(GIVEN TEXT)
Posts Tagged ‘money’

My husband has gotten me playing World of Warcraft lately and, honestly, I’m enjoying it. I used to think that WoW was the devil. It was an addictive thing that took time away from real things, but now I’m not as militant about that. I was wanting to play WoW this morning, but it’s Tuesday and that means it’s down until this afternoon for maintenance. My husband hogs the laptop to play the game and then, when I finally pry it away from him, it’s maintenance day. 😦

He’s worried himself sick about this job thing, literally. He had to call out Monday and that only made it all worse. I’ve decided that I shouldn’t put that much pressure on him. I shouldn’t ask more of him than is available. If he can’t get anything that makes more than minimum wage, then that’s fine. At least he’s contributing to the household. I can accept that and we can try to move up from there. I’ll start saving for my certification exam and I’ll make the move to find a better paying job. That’s the best way to go. I should push to better myself and my situation in order to make sure our lives together are better. I can’t fix him; I can only fix myself.

(DATA PROVIDED)
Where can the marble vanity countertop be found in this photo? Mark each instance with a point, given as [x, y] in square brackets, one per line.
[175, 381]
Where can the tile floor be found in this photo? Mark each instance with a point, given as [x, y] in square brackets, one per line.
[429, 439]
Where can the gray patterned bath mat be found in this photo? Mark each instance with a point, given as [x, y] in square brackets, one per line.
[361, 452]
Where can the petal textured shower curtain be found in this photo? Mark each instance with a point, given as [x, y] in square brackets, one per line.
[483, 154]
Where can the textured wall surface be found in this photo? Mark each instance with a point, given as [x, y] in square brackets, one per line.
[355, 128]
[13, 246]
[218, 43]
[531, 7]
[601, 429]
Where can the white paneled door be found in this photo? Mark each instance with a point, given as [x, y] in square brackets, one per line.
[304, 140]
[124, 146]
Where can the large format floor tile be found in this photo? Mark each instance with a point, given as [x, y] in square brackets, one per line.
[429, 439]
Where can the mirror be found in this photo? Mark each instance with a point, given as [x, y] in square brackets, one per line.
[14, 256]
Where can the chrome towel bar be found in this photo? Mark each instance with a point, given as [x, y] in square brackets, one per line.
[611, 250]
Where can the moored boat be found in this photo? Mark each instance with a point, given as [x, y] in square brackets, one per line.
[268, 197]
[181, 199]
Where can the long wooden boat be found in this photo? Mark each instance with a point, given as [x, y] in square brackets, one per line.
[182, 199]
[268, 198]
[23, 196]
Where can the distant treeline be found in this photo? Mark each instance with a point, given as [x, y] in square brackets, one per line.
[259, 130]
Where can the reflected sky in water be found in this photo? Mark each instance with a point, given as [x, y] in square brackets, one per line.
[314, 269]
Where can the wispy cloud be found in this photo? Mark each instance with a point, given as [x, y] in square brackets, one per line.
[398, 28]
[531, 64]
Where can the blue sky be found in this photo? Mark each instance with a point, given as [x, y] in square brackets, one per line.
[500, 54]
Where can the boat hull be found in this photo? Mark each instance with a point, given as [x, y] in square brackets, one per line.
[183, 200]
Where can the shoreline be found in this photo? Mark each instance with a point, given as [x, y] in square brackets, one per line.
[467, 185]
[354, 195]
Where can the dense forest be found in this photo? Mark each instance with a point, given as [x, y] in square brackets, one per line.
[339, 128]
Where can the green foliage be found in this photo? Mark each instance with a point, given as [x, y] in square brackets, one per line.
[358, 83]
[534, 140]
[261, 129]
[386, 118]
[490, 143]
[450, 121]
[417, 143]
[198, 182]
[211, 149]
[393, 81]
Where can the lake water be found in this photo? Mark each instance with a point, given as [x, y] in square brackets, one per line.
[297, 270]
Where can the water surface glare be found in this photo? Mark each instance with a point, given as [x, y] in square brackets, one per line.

(EXERCISE BRIEF)
Answer each question from the blog post.
(a) Why is the game unavailable on Tuesday morning?
(b) On which day did the husband have to call out?
(c) What does the writer plan to start saving for?
Rely solely on the blog post when answering.

(SOLUTION FOR THIS TASK)
(a) It is down for maintenance until the afternoon.
(b) Monday.
(c) A certification exam.